# Instructions for the task
Reproduce all of the entries below word for word, leaving the pictures out of your answer.

Records of labeled points:
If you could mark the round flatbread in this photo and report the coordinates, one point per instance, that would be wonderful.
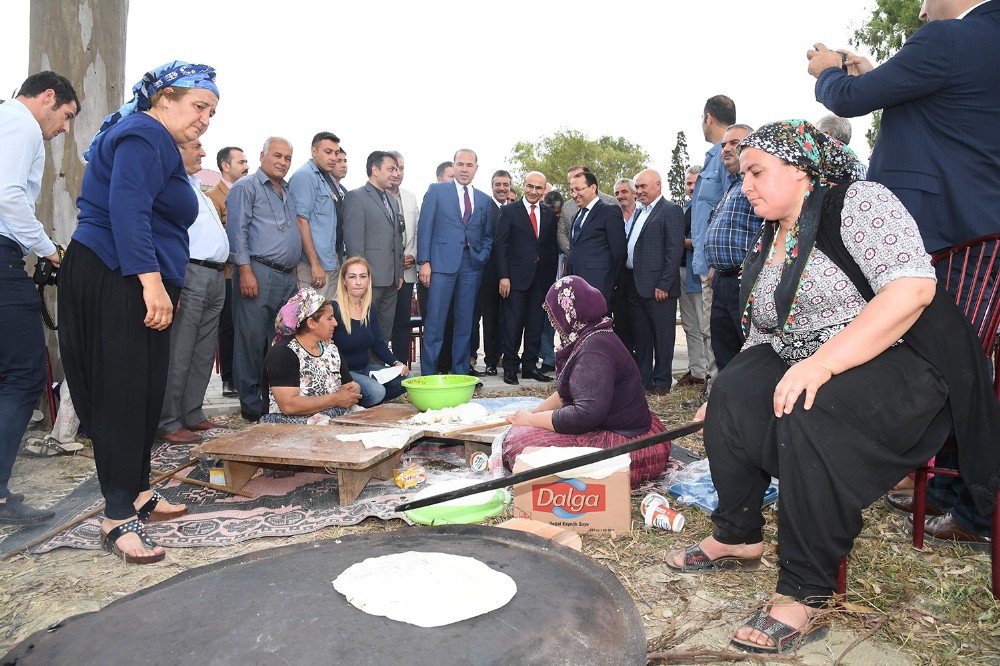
(424, 588)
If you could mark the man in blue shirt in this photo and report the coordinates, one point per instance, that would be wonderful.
(719, 113)
(43, 109)
(315, 195)
(731, 231)
(265, 239)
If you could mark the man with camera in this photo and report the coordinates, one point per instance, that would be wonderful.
(44, 107)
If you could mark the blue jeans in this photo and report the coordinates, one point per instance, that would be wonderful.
(22, 354)
(373, 393)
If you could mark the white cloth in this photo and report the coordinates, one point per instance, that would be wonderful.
(22, 161)
(207, 236)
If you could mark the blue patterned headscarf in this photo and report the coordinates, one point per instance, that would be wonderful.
(177, 73)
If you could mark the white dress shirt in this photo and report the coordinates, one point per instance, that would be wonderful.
(641, 214)
(22, 161)
(207, 236)
(461, 197)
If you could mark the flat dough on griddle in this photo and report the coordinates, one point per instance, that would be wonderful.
(425, 589)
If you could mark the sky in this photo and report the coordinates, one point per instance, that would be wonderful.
(427, 78)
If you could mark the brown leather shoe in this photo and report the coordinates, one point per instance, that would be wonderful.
(180, 436)
(902, 503)
(205, 425)
(944, 529)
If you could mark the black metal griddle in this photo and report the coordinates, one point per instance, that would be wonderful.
(278, 606)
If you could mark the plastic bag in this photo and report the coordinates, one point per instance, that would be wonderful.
(693, 486)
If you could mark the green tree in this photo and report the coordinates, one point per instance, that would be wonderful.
(891, 23)
(609, 158)
(678, 166)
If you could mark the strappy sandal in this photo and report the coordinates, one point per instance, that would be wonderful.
(696, 561)
(786, 638)
(109, 542)
(148, 514)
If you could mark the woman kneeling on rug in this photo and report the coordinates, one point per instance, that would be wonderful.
(825, 395)
(599, 399)
(303, 374)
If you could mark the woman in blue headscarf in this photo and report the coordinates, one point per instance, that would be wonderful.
(119, 284)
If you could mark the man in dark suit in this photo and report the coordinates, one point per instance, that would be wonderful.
(372, 231)
(652, 280)
(453, 245)
(938, 150)
(526, 254)
(597, 237)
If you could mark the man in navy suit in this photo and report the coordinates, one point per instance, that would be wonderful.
(938, 150)
(526, 254)
(596, 237)
(453, 246)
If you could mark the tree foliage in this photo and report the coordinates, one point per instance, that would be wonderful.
(610, 158)
(679, 161)
(891, 23)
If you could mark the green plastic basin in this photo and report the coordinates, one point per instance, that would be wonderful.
(439, 391)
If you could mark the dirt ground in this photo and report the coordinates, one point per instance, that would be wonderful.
(904, 606)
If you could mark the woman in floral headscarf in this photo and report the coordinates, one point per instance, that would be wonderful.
(303, 374)
(599, 399)
(854, 370)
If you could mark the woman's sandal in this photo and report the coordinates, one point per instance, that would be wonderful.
(148, 514)
(696, 561)
(109, 542)
(786, 638)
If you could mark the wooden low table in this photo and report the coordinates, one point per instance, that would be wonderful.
(243, 453)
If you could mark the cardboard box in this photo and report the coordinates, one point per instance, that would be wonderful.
(580, 504)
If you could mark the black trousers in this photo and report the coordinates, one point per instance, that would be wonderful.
(118, 370)
(868, 427)
(727, 333)
(226, 335)
(523, 316)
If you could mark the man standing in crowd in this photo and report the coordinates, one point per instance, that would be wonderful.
(527, 254)
(452, 248)
(488, 305)
(700, 360)
(654, 247)
(942, 86)
(625, 195)
(232, 163)
(732, 229)
(570, 210)
(372, 230)
(597, 237)
(314, 194)
(196, 323)
(43, 109)
(719, 113)
(264, 237)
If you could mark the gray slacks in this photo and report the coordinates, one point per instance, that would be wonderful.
(192, 347)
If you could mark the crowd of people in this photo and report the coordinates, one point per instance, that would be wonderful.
(804, 283)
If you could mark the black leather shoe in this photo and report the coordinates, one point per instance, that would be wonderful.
(536, 375)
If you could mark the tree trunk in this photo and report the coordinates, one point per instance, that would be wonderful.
(84, 40)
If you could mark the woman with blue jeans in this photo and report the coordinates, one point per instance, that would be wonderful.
(359, 337)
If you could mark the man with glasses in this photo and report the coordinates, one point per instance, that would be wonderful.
(265, 239)
(373, 229)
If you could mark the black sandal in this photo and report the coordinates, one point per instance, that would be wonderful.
(109, 542)
(147, 513)
(786, 638)
(696, 561)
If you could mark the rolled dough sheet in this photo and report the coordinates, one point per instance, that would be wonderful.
(426, 589)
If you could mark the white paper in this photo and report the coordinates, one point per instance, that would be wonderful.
(386, 375)
(392, 438)
(598, 470)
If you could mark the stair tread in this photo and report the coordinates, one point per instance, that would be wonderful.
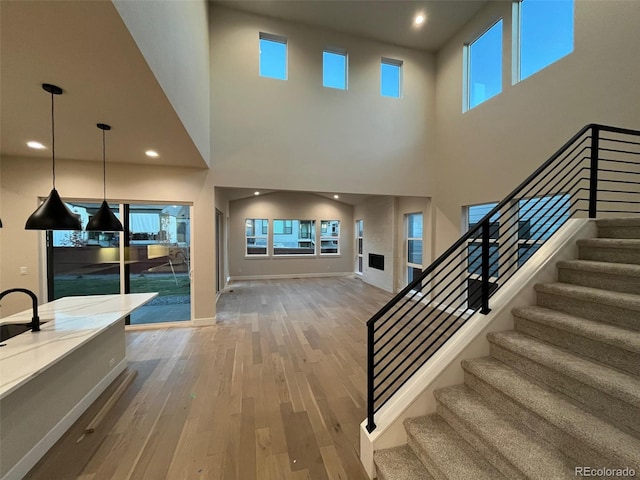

# Solution for this task
If you could mark the round flatbread in this photo and report the coordinates, one point per instance, that would be wonderful.
(424, 588)
If you could mark the man in blue shirt in this photo and report the coordinates, one point per instance, that would be wonderful.
(719, 113)
(43, 109)
(315, 195)
(731, 231)
(265, 239)
If you could mark the man with camera in this photo and report the coordinates, one point per instance, that would be wonderful.
(44, 107)
If you could mark the blue jeans in this photo and report the coordinates, one point per instance, that would be wonderful.
(22, 354)
(373, 393)
If you could mark the white cloth in this photo and report the coordinates, one point per instance, that would be wonderful.
(22, 161)
(207, 236)
If you could mark the blue patterned headscarf in this photo and report the coordinates, one point per instance, that would be wonderful.
(177, 73)
If you could mark the white dress shirt in this photo and report the coordinates, one point per instance, that would be wonderful.
(641, 214)
(22, 161)
(207, 236)
(461, 197)
If you could mark the flat dough on griddle in this photo and report the coordinates, one point per instance, that would be wonderful.
(425, 589)
If you could mark the sky in this photo and report the coordinates, one point per instance, that would be wonderful.
(427, 78)
If you could mark the brown leather shoe in this photo and report the coordinates, one point per instance, that would be wonderful.
(180, 436)
(902, 503)
(205, 425)
(944, 529)
If you could mark the black metal griddle in this photo and report the coordinates, one point per instance, that would be wonderful.
(278, 606)
If you could mark the plastic bag in this photo and report the coordinates, one point per instance, that would be wonderful.
(693, 486)
If you could mark the green tree in this photo and report the coordinates, one point per instance, that would be wonderful.
(891, 23)
(609, 158)
(678, 166)
If you could mark the strappy sandal in this photo and report the coordinates, one point per instance, that would be wonderful.
(696, 561)
(786, 638)
(109, 542)
(148, 514)
If you could mark the woman kneeling on rug in this photo and report the coordinates, one point per instance, that would be wonderful.
(825, 395)
(599, 399)
(303, 374)
If you could mark the woman in blue headscarf in this photo and report the coordinates, one point per instance, that would be wonderful.
(119, 284)
If you could mark the man in dark suit in this photo and report the coordinates, one point per instance, that would be wonderful.
(372, 231)
(652, 280)
(453, 245)
(938, 150)
(526, 254)
(597, 237)
If you could mark the man in navy suit in this photo and report the coordinates, one point per instance, that would be wonderful.
(938, 150)
(526, 254)
(596, 237)
(453, 246)
If you could mark the tree foliage in this photo and report the coordinates, one point per instance, that would be wonderful.
(610, 158)
(679, 161)
(891, 23)
If you could mark the green plastic basin in this photo and report the coordinates, one point per instance, that would be wonderful.
(439, 391)
If you could mark the dirt ground in this photo and report the coordinates, one point per instance, that would be wonderful.
(904, 606)
If you could mark the woman in floral headscarf in this photo and report the coordinates, one point per instance, that would be wonderful.
(303, 374)
(599, 399)
(854, 370)
If you could mark the woman's sandal in this photo and report the coordinates, one point per instance, that would be wonderful.
(148, 514)
(696, 561)
(109, 542)
(786, 638)
If you could mark the wooden low table in this photo and report the coordinates, one point per instance, that would be wonderful.
(243, 453)
If you could mark the cardboard box in this photo and report the coordinates, one point per instance, that would be wonderful.
(580, 504)
If you could mark the black trousers in this photo and report the coordinates, one point per instance, that would be wonderful.
(118, 370)
(868, 427)
(727, 333)
(226, 335)
(523, 316)
If you could mark the man standing in crowd in this photo and report the coordinates, one point per instance, that would be wonderful.
(527, 254)
(452, 248)
(488, 305)
(700, 360)
(654, 247)
(942, 86)
(625, 195)
(232, 163)
(732, 229)
(570, 210)
(372, 230)
(597, 237)
(314, 194)
(196, 323)
(43, 109)
(719, 113)
(264, 237)
If you could mark the gray slacks in this photo and report the coordinates, one point per instance, that would be wonderful.
(192, 347)
If you could mark the crowd of people in this photo and report the coordinates, one point per instance, that would be wonderful.
(804, 283)
If you could mark the black leather shoe in this photo and report the coordinates, one point per instance, that would be wonderful.
(536, 375)
If you could mark the tree trunk in this photo and report the coordinates, one point per instance, that would be wonderful.
(84, 40)
If you could mark the woman with blue jeans in this photo and report the coordinates, one point per instance, that would be wonderful.
(359, 337)
If you could mark the man with glasses in this photo and report the coordinates, one point per instance, that would be wonderful.
(265, 239)
(373, 229)
If you could mark the black sandal in this photo and report the coordinates, one point per instance, that would be wonderful.
(109, 542)
(147, 513)
(786, 638)
(696, 561)
If you could mark the rolled dough sheet in this photo and report the coordinates, one point per instance, that would be wonderful.
(426, 589)
If you could mark the white paper in this photo and report the coordinates, one point per instance, that would be wonderful.
(386, 375)
(392, 438)
(598, 470)
If you could mark the stair tread in this photo and report the coordinates, one point per instance, that would be wonderful.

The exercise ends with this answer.